YOUR GOAL: Quote all entries in full, exactly.

== DATA SHOWN

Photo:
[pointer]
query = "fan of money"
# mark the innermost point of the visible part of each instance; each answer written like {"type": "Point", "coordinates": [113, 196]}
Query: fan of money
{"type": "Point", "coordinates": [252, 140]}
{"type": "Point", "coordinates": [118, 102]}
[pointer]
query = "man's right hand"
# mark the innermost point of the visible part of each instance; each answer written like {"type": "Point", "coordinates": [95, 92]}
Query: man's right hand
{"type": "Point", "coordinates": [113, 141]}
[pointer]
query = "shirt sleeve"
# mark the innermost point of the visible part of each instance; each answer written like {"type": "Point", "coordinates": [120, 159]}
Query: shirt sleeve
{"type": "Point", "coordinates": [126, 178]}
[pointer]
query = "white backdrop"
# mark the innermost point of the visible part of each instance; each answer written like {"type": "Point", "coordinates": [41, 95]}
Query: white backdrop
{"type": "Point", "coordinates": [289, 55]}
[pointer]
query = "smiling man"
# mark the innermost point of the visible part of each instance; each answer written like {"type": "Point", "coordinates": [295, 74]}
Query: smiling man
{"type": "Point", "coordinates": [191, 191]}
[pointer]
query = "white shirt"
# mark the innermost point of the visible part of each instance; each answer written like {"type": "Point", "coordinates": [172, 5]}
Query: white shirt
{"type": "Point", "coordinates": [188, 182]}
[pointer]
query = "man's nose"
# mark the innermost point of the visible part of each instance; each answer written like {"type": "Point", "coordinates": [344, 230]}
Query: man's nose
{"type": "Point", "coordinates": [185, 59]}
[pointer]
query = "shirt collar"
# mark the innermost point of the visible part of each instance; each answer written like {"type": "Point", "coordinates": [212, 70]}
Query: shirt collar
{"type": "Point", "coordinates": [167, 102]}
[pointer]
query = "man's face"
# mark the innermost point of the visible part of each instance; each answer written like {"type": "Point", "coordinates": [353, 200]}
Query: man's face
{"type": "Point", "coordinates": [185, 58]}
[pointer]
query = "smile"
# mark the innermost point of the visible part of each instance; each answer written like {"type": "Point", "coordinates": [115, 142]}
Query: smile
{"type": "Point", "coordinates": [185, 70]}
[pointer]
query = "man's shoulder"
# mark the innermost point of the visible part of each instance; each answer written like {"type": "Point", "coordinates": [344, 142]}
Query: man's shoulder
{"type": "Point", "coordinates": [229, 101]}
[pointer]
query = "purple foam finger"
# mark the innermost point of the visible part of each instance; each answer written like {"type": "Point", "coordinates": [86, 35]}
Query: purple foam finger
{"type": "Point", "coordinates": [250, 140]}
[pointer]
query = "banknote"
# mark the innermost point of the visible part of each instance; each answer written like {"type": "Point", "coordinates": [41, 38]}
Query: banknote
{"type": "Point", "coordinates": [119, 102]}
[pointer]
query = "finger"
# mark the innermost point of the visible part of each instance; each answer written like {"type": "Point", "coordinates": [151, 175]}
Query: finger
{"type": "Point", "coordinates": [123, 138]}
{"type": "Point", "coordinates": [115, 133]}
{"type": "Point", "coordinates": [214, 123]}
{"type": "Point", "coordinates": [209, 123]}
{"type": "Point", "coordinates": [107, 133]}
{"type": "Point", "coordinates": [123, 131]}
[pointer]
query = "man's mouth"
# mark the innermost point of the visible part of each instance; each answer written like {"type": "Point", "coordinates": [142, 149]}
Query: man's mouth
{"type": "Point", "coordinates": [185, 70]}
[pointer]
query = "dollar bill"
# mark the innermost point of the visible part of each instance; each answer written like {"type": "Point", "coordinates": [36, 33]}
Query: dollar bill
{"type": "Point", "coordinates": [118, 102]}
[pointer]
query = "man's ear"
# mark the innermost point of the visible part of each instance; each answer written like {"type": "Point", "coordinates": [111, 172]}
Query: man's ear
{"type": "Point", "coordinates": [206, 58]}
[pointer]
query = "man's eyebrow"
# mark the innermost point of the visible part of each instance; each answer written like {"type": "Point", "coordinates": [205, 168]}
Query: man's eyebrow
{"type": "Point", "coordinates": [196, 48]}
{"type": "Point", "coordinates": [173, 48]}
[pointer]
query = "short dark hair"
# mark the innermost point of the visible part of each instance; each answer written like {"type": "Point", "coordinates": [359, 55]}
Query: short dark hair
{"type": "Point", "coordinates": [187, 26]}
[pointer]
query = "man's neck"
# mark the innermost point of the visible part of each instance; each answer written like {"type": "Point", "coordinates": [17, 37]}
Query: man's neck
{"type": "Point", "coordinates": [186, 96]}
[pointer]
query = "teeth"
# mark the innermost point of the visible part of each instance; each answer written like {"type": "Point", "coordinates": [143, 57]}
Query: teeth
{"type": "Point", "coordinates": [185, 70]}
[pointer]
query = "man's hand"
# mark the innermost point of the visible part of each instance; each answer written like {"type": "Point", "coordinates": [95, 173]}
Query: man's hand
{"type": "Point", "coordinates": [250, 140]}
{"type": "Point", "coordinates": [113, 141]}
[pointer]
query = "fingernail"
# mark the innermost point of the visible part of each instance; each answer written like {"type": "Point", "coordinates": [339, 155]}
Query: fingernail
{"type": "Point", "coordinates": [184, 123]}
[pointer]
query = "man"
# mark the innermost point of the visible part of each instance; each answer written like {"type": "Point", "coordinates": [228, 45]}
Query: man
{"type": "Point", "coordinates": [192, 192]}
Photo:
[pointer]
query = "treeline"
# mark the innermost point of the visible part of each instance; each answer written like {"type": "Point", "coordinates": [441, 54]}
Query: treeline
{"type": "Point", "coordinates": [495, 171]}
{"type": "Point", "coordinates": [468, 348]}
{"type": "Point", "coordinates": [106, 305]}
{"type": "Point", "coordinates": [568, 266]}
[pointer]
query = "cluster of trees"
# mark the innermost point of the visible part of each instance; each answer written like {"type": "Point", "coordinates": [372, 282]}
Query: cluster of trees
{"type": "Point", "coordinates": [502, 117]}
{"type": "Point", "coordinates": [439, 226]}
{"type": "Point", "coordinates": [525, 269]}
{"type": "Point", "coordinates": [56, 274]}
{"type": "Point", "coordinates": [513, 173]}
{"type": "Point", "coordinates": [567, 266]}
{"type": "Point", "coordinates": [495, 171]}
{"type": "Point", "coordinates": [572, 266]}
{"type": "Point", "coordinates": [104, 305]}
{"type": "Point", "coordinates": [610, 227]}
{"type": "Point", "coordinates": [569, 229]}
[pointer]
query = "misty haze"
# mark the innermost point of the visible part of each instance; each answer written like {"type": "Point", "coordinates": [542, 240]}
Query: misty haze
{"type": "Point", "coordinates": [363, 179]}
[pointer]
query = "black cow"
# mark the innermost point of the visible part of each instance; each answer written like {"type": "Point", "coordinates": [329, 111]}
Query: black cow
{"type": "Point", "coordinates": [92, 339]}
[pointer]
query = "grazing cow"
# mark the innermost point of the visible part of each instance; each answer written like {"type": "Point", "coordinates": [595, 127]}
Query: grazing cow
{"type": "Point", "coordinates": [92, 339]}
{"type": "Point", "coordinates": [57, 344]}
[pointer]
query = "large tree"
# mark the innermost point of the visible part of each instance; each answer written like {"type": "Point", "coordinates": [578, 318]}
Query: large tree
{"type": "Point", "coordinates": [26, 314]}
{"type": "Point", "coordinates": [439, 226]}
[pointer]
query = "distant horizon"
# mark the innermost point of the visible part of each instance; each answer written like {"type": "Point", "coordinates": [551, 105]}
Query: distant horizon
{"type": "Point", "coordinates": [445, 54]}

====

SOLUTION TO THIS EXERCISE:
Photo:
[pointer]
query = "fan of money"
# mark the innermost point of the visible part of each instance; each answer written like {"type": "Point", "coordinates": [113, 196]}
Query: fan of money
{"type": "Point", "coordinates": [252, 140]}
{"type": "Point", "coordinates": [118, 102]}
[pointer]
query = "man's right hand"
# mark the innermost point of the visible part of each instance; each answer written like {"type": "Point", "coordinates": [95, 92]}
Query: man's right hand
{"type": "Point", "coordinates": [113, 141]}
[pointer]
query = "shirt sleeve"
# mark the innermost point of the visible part of each instance; each answer written like {"type": "Point", "coordinates": [120, 159]}
Query: shirt sleeve
{"type": "Point", "coordinates": [126, 178]}
[pointer]
query = "white backdrop"
# mark the innermost point of the visible part of each instance; each answer written like {"type": "Point", "coordinates": [41, 95]}
Query: white backdrop
{"type": "Point", "coordinates": [289, 55]}
[pointer]
query = "smiling man"
# mark the innermost point of the visible part of each instance; each answer written like {"type": "Point", "coordinates": [295, 74]}
Query: smiling man
{"type": "Point", "coordinates": [191, 191]}
[pointer]
query = "white shirt"
# mark the innermost point of the visible part of each instance; each answer written like {"type": "Point", "coordinates": [172, 5]}
Query: white shirt
{"type": "Point", "coordinates": [188, 182]}
[pointer]
query = "man's nose"
# mark the innermost point of the visible part of each instance; each answer written like {"type": "Point", "coordinates": [344, 230]}
Query: man's nose
{"type": "Point", "coordinates": [185, 59]}
[pointer]
query = "shirt collar"
# mark the innermost point of the visible part of each instance; each answer written like {"type": "Point", "coordinates": [212, 70]}
Query: shirt collar
{"type": "Point", "coordinates": [167, 102]}
[pointer]
query = "man's face"
# mark the innermost point of the visible part of each instance; each answer written like {"type": "Point", "coordinates": [353, 200]}
Query: man's face
{"type": "Point", "coordinates": [185, 58]}
[pointer]
query = "smile"
# mark the innermost point of the visible part of each instance; each answer written like {"type": "Point", "coordinates": [115, 142]}
Query: smile
{"type": "Point", "coordinates": [185, 70]}
[pointer]
query = "man's shoulder"
# mark the innermost point of the visible part of each instance; each answer written like {"type": "Point", "coordinates": [344, 142]}
Query: man's shoulder
{"type": "Point", "coordinates": [229, 101]}
[pointer]
query = "purple foam finger"
# mark the innermost point of the visible part of each instance; each answer written like {"type": "Point", "coordinates": [86, 35]}
Query: purple foam finger
{"type": "Point", "coordinates": [250, 140]}
[pointer]
query = "banknote"
# mark the innermost point of the visible part of each instance; each answer written like {"type": "Point", "coordinates": [41, 38]}
Query: banknote
{"type": "Point", "coordinates": [119, 102]}
[pointer]
query = "finger"
# mark the innermost point of the visible part of each instance; each answer written like {"type": "Point", "coordinates": [151, 175]}
Query: finger
{"type": "Point", "coordinates": [123, 138]}
{"type": "Point", "coordinates": [115, 133]}
{"type": "Point", "coordinates": [214, 123]}
{"type": "Point", "coordinates": [209, 123]}
{"type": "Point", "coordinates": [107, 133]}
{"type": "Point", "coordinates": [123, 131]}
[pointer]
query = "man's mouth"
# mark the innermost point of the visible part of each instance; each answer written like {"type": "Point", "coordinates": [142, 149]}
Query: man's mouth
{"type": "Point", "coordinates": [185, 70]}
[pointer]
query = "dollar bill"
# mark the innermost point of the visible part of each instance; each answer written like {"type": "Point", "coordinates": [36, 33]}
Query: dollar bill
{"type": "Point", "coordinates": [118, 102]}
[pointer]
query = "man's ear"
# mark the innermost point of the visible part of each instance; each answer written like {"type": "Point", "coordinates": [111, 172]}
Query: man's ear
{"type": "Point", "coordinates": [206, 58]}
[pointer]
query = "man's eyebrow"
# mark the innermost point of the visible part of each instance; each answer written like {"type": "Point", "coordinates": [205, 168]}
Query: man's eyebrow
{"type": "Point", "coordinates": [196, 48]}
{"type": "Point", "coordinates": [173, 48]}
[pointer]
query = "short dark hair"
# mark the innermost point of the visible part of each instance; each answer written like {"type": "Point", "coordinates": [359, 55]}
Query: short dark hair
{"type": "Point", "coordinates": [187, 26]}
[pointer]
query = "man's neck"
# mark the innermost point of the visible part of each instance; each answer written like {"type": "Point", "coordinates": [17, 37]}
Query: man's neck
{"type": "Point", "coordinates": [186, 96]}
[pointer]
query = "teeth"
# mark the innermost point of the visible part of each instance; each answer written like {"type": "Point", "coordinates": [143, 57]}
Query: teeth
{"type": "Point", "coordinates": [185, 70]}
[pointer]
query = "man's hand"
# mark the innermost point of the visible part of each instance; each answer written like {"type": "Point", "coordinates": [95, 173]}
Query: man's hand
{"type": "Point", "coordinates": [250, 140]}
{"type": "Point", "coordinates": [113, 141]}
[pointer]
query = "fingernail"
# mark the innermost point of the visible part of each instance; each answer written like {"type": "Point", "coordinates": [339, 155]}
Query: fingernail
{"type": "Point", "coordinates": [184, 123]}
[pointer]
query = "man"
# mark the innermost point of the visible part of each instance; each answer written like {"type": "Point", "coordinates": [228, 45]}
Query: man
{"type": "Point", "coordinates": [192, 192]}
Photo:
[pointer]
query = "treeline"
# mark the innermost point of the visible part of each instance; each answer written like {"type": "Point", "coordinates": [441, 54]}
Query: treeline
{"type": "Point", "coordinates": [495, 171]}
{"type": "Point", "coordinates": [468, 348]}
{"type": "Point", "coordinates": [106, 305]}
{"type": "Point", "coordinates": [568, 266]}
[pointer]
query = "cluster of trees"
# mark the innermost point of the visible part of each instance; each answer written like {"type": "Point", "coordinates": [372, 282]}
Query: cluster of trees
{"type": "Point", "coordinates": [502, 117]}
{"type": "Point", "coordinates": [439, 226]}
{"type": "Point", "coordinates": [525, 269]}
{"type": "Point", "coordinates": [56, 274]}
{"type": "Point", "coordinates": [513, 173]}
{"type": "Point", "coordinates": [567, 266]}
{"type": "Point", "coordinates": [495, 171]}
{"type": "Point", "coordinates": [572, 266]}
{"type": "Point", "coordinates": [104, 305]}
{"type": "Point", "coordinates": [610, 227]}
{"type": "Point", "coordinates": [569, 229]}
[pointer]
query = "misty haze"
# mark the innermost point of the visible part of each instance; each answer written like {"type": "Point", "coordinates": [542, 240]}
Query: misty haze
{"type": "Point", "coordinates": [363, 179]}
[pointer]
query = "black cow"
# mark the innermost point of the visible part of each instance; each answer written like {"type": "Point", "coordinates": [329, 111]}
Query: black cow
{"type": "Point", "coordinates": [92, 339]}
[pointer]
query = "grazing cow"
# mark the innermost point of the visible part of each instance; each answer written like {"type": "Point", "coordinates": [595, 127]}
Query: grazing cow
{"type": "Point", "coordinates": [92, 339]}
{"type": "Point", "coordinates": [57, 344]}
[pointer]
query = "large tree"
# mark the innermost point of the visible part of each instance; each answer written like {"type": "Point", "coordinates": [578, 318]}
Query: large tree
{"type": "Point", "coordinates": [26, 314]}
{"type": "Point", "coordinates": [439, 226]}
[pointer]
query = "distant horizon"
# mark the innermost point of the visible part of each instance; each answer written like {"type": "Point", "coordinates": [551, 105]}
Query: distant horizon
{"type": "Point", "coordinates": [445, 54]}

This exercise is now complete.